◆ PASSAGE TO READ ◆
□ □ □ □ □

When North Korea test-launched the Hwasong-15 in late 2017, it claimed the missile could reach any part of the continental United States carrying a nuclear warhead. Although North Korea flight-tested three intercontinental ballistic missiles, all in 2017, it has yet to demonstrate whether it has the technology needed to protect a nuclear warhead during atmospheric re-entry and deliver the weapon to its target.
The party congress, the biggest political event in North Korea, was being closely watched by outside analysts for clues to how Mr. Kim may calibrate his policy toward Washington under the Biden administration.
Since his diplomacy with Mr. Trump collapsed, Mr. Kim has refrained from resuming nuclear or long-range missile tests. He appeared to wait out the November election in the United States, deciding not to provoke Mr. Trump, who has repeatedly touted his special “personal relationship” with the North Korean dictator.
But the display of a new and larger I.C.B.M. during a nighttime military parade in Pyongyang in October also was designed to demonstrate the North’s growing military threat and press whoever won the United States election to make concessions to North Korea, analysts said.

□ □ □ □ □

◆ TASK BRIEF ◆
Reproduce the entire passage above on North Korea's missile program word for word, without any changes.

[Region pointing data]

□ □ □ □ □

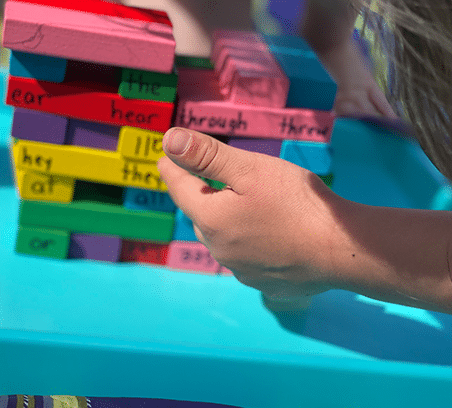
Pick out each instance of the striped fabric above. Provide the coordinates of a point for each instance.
(65, 401)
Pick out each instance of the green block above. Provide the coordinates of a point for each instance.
(328, 180)
(193, 62)
(101, 193)
(155, 86)
(51, 243)
(98, 218)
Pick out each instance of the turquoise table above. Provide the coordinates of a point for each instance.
(121, 330)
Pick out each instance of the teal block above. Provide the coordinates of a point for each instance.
(183, 228)
(311, 86)
(40, 67)
(147, 200)
(316, 157)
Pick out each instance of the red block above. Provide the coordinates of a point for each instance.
(145, 252)
(89, 101)
(104, 8)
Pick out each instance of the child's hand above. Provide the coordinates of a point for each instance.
(272, 225)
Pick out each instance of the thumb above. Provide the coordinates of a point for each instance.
(207, 157)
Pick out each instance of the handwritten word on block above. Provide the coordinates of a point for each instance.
(46, 187)
(140, 144)
(148, 85)
(224, 118)
(247, 71)
(145, 252)
(201, 107)
(77, 35)
(86, 164)
(88, 101)
(51, 243)
(192, 256)
(98, 218)
(148, 200)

□ □ □ □ □

◆ RESPONSE BOX ◆
When North Korea test-launched the Hwasong-15 in late 2017, it claimed the missile could reach any part of the continental United States carrying a nuclear warhead. Although North Korea flight-tested three intercontinental ballistic missiles, all in 2017, it has yet to demonstrate whether it has the technology needed to protect a nuclear warhead during atmospheric re-entry and deliver the weapon to its target.
The party congress, the biggest political event in North Korea, was being closely watched by outside analysts for clues to how Mr. Kim may calibrate his policy toward Washington under the Biden administration.
Since his diplomacy with Mr. Trump collapsed, Mr. Kim has refrained from resuming nuclear or long-range missile tests. He appeared to wait out the November election in the United States, deciding not to provoke Mr. Trump, who has repeatedly touted his special “personal relationship” with the North Korean dictator.
But the display of a new and larger I.C.B.M. during a nighttime military parade in Pyongyang in October also was designed to demonstrate the North’s growing military threat and press whoever won the United States election to make concessions to North Korea, analysts said.